--- begin Given records ---
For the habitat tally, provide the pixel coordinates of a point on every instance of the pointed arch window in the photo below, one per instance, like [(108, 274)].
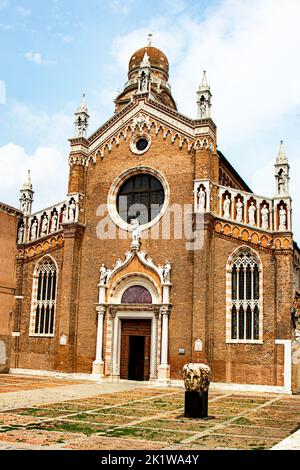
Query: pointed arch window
[(245, 305), (43, 304)]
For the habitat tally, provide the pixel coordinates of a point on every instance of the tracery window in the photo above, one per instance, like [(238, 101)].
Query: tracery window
[(44, 300), (245, 297)]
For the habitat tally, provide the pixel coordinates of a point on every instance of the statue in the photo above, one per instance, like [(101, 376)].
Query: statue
[(34, 229), (251, 213), (226, 207), (72, 210), (103, 275), (54, 223), (239, 211), (167, 272), (282, 218), (20, 234), (135, 233), (196, 377), (201, 198), (44, 225), (265, 217), (281, 183)]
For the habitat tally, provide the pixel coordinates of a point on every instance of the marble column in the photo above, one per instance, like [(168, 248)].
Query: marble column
[(164, 368), (98, 364)]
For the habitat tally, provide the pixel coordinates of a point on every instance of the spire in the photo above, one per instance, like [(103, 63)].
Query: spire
[(204, 84), (150, 36), (282, 157), (26, 196), (146, 61), (204, 98), (82, 118), (28, 183), (144, 75)]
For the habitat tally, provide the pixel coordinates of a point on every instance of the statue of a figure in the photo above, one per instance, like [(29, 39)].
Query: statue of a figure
[(239, 211), (72, 210), (54, 223), (20, 234), (226, 207), (34, 228), (103, 274), (201, 198), (167, 272), (251, 213), (202, 109), (44, 225), (144, 82), (135, 233), (265, 217), (24, 204), (64, 215), (281, 184), (282, 218), (196, 377)]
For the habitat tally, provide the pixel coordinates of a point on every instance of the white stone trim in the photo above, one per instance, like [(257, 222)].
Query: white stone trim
[(34, 298), (116, 185), (229, 264), (133, 279), (116, 355)]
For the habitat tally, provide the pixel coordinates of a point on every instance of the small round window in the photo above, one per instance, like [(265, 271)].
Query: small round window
[(140, 197), (141, 144)]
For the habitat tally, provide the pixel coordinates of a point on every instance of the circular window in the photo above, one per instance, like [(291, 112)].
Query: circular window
[(142, 144), (140, 197)]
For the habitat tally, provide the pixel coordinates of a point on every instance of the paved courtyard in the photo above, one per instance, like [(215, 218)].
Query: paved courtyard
[(39, 413)]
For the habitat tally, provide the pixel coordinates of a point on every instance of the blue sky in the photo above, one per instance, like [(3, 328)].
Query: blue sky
[(52, 51)]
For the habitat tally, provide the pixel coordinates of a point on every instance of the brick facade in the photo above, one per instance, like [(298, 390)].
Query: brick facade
[(183, 151)]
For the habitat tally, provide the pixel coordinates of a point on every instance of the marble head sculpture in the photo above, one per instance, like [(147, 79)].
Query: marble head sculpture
[(196, 377)]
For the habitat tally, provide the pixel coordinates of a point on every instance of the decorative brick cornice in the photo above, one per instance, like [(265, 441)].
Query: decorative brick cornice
[(75, 230)]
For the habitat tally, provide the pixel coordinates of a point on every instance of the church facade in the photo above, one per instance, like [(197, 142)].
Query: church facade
[(160, 255)]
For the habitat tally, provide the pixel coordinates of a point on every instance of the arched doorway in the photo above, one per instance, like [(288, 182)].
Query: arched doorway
[(135, 337)]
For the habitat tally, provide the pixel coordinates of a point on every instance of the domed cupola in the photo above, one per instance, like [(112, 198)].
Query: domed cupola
[(148, 73)]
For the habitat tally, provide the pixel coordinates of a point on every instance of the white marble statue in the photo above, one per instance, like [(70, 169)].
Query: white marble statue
[(281, 184), (265, 217), (201, 198), (239, 211), (44, 230), (282, 218), (226, 207), (251, 213), (34, 229), (103, 274), (72, 211), (20, 234), (54, 223), (167, 272), (135, 233)]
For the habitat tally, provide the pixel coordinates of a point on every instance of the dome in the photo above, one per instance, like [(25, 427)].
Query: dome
[(158, 60)]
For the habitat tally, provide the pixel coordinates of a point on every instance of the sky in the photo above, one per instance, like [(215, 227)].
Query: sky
[(51, 52)]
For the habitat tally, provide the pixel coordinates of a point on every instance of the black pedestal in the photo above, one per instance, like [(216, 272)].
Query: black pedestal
[(196, 405)]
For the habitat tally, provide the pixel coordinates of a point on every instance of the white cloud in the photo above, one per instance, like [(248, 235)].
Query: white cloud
[(4, 4), (251, 54), (37, 58), (48, 169), (23, 11)]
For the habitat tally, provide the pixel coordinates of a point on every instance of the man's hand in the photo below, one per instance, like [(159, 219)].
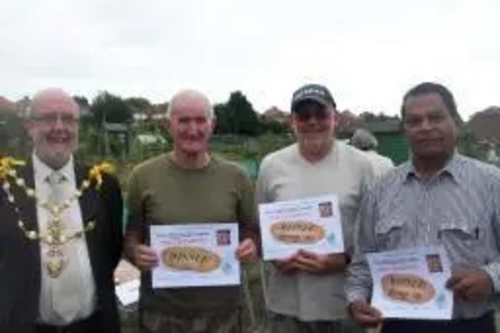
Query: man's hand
[(247, 251), (365, 314), (317, 263), (471, 284), (144, 257)]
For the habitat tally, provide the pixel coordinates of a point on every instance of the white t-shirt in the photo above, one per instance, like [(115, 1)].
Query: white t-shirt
[(380, 164), (286, 175)]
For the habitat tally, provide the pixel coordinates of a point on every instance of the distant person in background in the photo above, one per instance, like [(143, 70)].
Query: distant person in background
[(367, 142)]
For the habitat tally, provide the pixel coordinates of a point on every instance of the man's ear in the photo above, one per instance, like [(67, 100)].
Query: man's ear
[(214, 124), (167, 124)]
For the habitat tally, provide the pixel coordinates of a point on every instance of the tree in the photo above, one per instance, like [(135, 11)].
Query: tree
[(111, 109), (241, 115), (139, 105), (224, 120)]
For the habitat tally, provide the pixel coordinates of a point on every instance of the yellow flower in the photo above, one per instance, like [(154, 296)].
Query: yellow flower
[(97, 171), (7, 164)]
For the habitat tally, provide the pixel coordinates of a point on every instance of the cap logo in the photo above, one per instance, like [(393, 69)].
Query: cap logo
[(310, 91)]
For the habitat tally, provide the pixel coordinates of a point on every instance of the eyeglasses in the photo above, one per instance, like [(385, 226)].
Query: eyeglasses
[(51, 119)]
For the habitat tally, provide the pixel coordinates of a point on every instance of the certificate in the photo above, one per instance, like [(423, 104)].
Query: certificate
[(311, 224), (410, 283), (195, 255)]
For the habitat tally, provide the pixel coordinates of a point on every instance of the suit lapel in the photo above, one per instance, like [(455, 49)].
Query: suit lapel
[(88, 206), (27, 206), (28, 209)]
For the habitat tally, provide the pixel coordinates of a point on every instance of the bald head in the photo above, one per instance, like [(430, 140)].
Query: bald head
[(56, 98), (52, 123), (187, 99)]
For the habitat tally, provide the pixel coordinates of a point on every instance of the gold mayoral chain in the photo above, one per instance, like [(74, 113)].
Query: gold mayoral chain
[(55, 236)]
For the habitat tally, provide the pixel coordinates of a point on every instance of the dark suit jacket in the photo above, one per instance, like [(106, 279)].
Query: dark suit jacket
[(20, 257)]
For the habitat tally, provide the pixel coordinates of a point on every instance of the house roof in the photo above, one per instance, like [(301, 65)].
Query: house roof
[(376, 126), (484, 125), (5, 104)]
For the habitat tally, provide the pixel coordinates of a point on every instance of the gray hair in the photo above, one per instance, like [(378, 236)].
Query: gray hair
[(190, 95), (364, 140)]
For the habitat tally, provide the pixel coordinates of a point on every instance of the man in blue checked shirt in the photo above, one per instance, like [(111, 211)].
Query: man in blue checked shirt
[(438, 198)]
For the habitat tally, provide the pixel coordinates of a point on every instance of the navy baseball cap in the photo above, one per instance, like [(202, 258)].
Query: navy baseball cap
[(312, 92)]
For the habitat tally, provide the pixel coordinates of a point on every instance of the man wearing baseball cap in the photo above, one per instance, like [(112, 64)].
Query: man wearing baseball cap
[(305, 292)]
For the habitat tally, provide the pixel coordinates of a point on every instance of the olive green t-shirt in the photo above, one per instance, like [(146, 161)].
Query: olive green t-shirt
[(161, 192)]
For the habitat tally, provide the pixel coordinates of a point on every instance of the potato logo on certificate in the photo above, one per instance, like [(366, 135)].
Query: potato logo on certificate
[(195, 255), (312, 224), (411, 283)]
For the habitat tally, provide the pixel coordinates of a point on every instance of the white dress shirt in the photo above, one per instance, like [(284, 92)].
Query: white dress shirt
[(76, 279)]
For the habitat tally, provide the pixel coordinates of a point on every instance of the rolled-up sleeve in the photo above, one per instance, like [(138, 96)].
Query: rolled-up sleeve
[(493, 268), (359, 282)]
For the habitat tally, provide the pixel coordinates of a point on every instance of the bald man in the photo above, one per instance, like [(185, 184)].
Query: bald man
[(188, 185), (59, 243)]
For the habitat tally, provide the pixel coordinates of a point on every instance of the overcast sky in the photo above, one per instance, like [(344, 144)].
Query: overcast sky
[(368, 52)]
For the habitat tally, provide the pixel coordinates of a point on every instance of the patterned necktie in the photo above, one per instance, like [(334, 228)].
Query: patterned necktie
[(65, 302)]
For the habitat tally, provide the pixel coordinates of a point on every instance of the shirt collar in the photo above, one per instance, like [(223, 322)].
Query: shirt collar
[(42, 170), (452, 169)]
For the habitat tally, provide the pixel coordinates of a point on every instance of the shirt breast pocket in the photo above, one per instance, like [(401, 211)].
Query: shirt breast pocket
[(464, 240), (390, 233)]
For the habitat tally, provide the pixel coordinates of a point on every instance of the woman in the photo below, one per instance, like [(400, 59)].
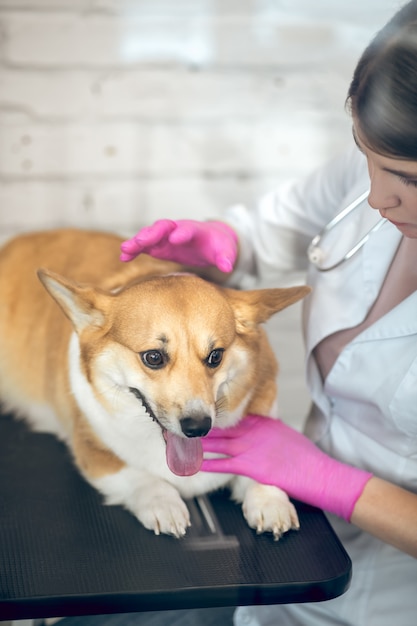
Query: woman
[(361, 338)]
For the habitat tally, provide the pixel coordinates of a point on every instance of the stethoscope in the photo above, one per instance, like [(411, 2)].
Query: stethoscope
[(316, 255)]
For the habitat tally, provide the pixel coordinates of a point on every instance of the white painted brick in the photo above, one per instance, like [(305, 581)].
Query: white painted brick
[(97, 40), (169, 95), (42, 150)]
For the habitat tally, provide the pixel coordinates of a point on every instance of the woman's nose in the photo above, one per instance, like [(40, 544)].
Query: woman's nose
[(382, 196)]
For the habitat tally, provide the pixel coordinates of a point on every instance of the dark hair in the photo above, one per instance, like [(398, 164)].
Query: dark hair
[(382, 96)]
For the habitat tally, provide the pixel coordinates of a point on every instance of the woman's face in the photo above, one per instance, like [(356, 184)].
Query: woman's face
[(393, 188)]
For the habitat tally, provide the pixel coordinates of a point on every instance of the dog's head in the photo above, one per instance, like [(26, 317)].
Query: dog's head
[(175, 349)]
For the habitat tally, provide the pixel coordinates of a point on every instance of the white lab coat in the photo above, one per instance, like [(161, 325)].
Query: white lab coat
[(366, 412)]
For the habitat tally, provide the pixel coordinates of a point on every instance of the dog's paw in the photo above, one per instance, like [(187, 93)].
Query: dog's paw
[(268, 509), (164, 512)]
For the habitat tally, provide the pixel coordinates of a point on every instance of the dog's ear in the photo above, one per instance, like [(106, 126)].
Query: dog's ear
[(257, 306), (81, 303)]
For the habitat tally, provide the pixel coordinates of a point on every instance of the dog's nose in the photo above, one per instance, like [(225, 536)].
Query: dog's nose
[(195, 426)]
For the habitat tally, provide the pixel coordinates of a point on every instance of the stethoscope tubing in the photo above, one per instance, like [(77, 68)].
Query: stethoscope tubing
[(315, 253)]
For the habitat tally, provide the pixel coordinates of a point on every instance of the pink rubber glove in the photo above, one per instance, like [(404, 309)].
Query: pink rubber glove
[(188, 242), (272, 453)]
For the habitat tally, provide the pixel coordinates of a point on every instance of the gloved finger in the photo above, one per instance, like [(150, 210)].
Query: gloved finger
[(224, 433), (184, 232), (224, 262), (221, 446), (224, 466), (124, 256), (154, 234)]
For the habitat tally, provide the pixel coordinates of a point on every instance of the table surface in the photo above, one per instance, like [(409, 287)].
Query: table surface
[(63, 553)]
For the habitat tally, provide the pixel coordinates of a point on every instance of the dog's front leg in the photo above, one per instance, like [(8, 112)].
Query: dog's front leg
[(266, 508), (155, 503)]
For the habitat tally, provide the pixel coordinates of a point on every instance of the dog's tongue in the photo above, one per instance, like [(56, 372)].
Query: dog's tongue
[(184, 455)]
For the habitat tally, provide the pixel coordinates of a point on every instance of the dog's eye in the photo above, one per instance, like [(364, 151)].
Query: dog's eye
[(215, 358), (153, 359)]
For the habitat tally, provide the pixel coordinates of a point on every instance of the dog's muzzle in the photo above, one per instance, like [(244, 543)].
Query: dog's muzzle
[(184, 455)]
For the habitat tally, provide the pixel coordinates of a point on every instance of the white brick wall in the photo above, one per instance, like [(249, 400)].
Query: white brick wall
[(116, 112)]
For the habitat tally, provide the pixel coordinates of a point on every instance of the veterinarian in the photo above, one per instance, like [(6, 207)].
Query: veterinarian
[(358, 457)]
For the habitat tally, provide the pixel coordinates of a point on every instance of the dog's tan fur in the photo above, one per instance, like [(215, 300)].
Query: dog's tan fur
[(86, 371)]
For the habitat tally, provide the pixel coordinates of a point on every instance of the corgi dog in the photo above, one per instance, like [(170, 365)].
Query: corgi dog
[(131, 364)]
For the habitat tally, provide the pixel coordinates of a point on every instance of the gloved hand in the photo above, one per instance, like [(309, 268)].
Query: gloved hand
[(272, 453), (188, 242)]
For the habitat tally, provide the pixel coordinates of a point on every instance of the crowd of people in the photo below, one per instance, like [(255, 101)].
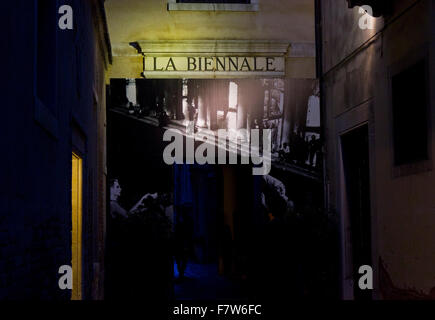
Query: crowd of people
[(302, 151)]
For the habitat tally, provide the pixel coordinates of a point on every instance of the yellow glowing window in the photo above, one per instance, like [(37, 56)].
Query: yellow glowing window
[(76, 205)]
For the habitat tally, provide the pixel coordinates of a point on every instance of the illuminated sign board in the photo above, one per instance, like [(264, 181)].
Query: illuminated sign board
[(213, 66)]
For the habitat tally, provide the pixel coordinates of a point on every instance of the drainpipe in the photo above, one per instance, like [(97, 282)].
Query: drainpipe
[(319, 75)]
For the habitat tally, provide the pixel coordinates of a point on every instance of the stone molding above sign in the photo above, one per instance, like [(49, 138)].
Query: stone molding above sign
[(295, 60), (212, 47), (173, 5), (213, 59)]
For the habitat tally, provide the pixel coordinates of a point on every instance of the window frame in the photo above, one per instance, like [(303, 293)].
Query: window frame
[(46, 116), (424, 165), (173, 5)]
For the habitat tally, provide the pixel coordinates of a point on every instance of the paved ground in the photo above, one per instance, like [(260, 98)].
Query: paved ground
[(204, 283)]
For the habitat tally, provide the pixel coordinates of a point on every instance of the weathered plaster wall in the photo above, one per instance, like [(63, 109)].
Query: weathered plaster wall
[(358, 89), (134, 20)]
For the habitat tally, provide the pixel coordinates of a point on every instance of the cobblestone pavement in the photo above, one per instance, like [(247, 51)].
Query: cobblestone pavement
[(203, 282)]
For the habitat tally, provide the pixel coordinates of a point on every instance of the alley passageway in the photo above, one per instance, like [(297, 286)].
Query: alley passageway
[(202, 282)]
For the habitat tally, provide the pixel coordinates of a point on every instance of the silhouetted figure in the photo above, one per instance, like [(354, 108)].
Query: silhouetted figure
[(183, 240)]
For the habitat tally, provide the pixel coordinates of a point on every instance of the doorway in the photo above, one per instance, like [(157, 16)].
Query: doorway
[(355, 150), (76, 244)]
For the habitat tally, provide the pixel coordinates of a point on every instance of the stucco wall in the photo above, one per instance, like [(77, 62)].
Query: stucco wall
[(136, 20), (35, 193), (357, 88)]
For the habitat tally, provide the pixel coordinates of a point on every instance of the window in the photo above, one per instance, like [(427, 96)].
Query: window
[(45, 66), (46, 52), (410, 114), (213, 5), (76, 232)]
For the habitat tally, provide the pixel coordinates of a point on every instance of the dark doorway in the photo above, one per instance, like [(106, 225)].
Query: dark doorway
[(355, 149)]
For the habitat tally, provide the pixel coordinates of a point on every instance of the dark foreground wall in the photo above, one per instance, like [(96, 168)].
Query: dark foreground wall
[(51, 106)]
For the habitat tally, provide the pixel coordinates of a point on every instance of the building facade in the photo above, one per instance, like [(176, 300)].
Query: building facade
[(377, 75), (53, 138)]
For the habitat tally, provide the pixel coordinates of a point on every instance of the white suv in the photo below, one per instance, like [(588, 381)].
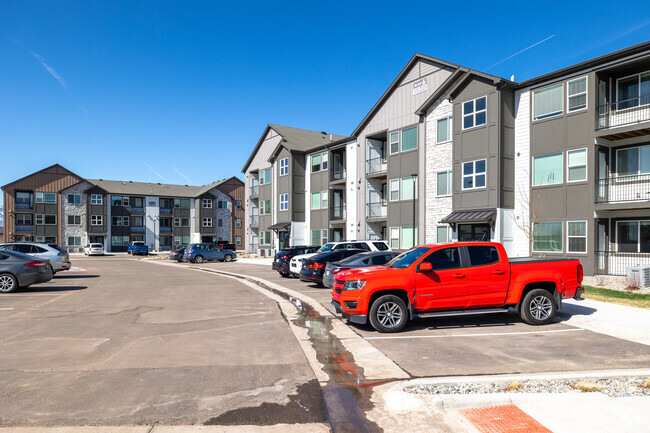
--- end Given records ---
### Task goal:
Pull out every line above that contains the string "statue". Case matters.

### Problem solution:
For the habitat tally, provide the pixel coordinates of a point on every instance of the statue in the photo above, one per instance, like [(101, 376)].
Query: statue
For the habitat tally, provide the pixel coordinates of a point on every instance of the statue of a figure in the photo above, one per instance, like [(29, 39)].
Query: statue of a figure
For the habitat tally, provide the pixel coordinates of a point on every instance of the white marble statue in the photo above, one per instance, like [(70, 169)].
Query: white marble statue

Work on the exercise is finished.